++++ Text to read ++++

The Compromise of 1850
Although he held slaves himself, President Taylor opposed
the extension of slavery into the territories of California and
New Mexico. In 1849, California requested admission as a free state,
which frightened the South because the admission of another free
state into the Union would make slave-holding interests a minority
in Congress. Southern Congressmen tried to block California’s admission.
With the national government in gridlock, Henry Clay stepped
forward in May 1850 to present a compromise, much as he had thirty
years earlier when Missouri sought statehood. Clay’s 1850 proposals
included five points:
- California would be admitted as a free state.
- The remainder of the Mexican cession would be divided
into two separate territories, New Mexico and Utah, and these territories
would decide by popular sovereignty whether to be slave-holding
- Texas would cede its claim to parts of the New Mexico
territory, and, in exchange, the government would cover Texas’s
$10 million war debt.
- The slave trade would be abolished in the District of
Columbia, but slavery itself would continue.
- Congress would strengthen the Fugitive Slave Act by
requiring citizens of any state, slave or free, to assist in the
capture and return of runaway slaves.

++++

:: Requirements ::
- 1) In the passage on the Compromise of 1850, why did California's 1849 request to enter the Union as a free state alarm the South?
- 2) Please carry the passage on the Compromise of 1850 forward from its last sentence.

++++ Raw records ++++

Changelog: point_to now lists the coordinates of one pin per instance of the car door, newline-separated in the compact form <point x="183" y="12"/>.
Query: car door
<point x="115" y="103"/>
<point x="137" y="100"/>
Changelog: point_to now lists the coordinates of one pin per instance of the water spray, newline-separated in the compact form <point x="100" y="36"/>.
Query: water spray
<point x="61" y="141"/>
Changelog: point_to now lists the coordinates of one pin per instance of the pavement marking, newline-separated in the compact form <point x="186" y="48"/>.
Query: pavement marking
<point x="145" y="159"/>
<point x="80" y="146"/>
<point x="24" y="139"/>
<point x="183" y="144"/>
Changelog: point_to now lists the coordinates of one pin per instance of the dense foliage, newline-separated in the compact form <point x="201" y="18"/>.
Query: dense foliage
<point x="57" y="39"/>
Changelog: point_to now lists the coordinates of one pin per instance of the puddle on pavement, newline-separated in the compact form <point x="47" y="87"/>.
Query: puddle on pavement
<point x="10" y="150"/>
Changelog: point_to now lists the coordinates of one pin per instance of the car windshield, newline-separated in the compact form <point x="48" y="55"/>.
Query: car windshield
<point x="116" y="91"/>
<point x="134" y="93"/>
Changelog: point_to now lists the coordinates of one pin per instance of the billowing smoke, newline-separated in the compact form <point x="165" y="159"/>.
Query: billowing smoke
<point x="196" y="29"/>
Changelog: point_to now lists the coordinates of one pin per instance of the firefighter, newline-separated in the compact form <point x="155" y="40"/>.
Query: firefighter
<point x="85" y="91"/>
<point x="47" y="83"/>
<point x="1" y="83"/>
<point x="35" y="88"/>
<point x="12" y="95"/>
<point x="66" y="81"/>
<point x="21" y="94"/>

++++

:: Results by task ::
- 1) Another free state would make slave-holding interests a minority in Congress, so the South feared losing its power there. That is why Southern Congressmen tried to block California's admission.

- 2)
Clay’s proposal threw Congress into an eight-month discussion
known as the “Great Debate.” Proponents of each side—the
North and the South—criticized Clay’s compromise for being too lenient
on the other. Most prominent among the debaters were Clay, Daniel
Webster, and John C. Calhoun. Eventually, the
bill passed. Two events in particular facilitated its passage: first,
when President Taylor died in July 1850, Vice President Millard Fillmore took
over and adopted a pro-compromise position. Second, Stephen
A. Douglas took over for Henry Clay as speaker of the house
and divided the compromise bill up into separate components, each
of which passed. Together, the separate bills became known as the Compromise
The Compromise of 1850 called for the admission
of California as a free state; the strengthening of the Fugitive
Slave Law; popular sovereignty in Utah and New Mexico concerning
the question of slavery; the abolition of the slave trade in D.C.; and
the federal assumption of Texas’s debt.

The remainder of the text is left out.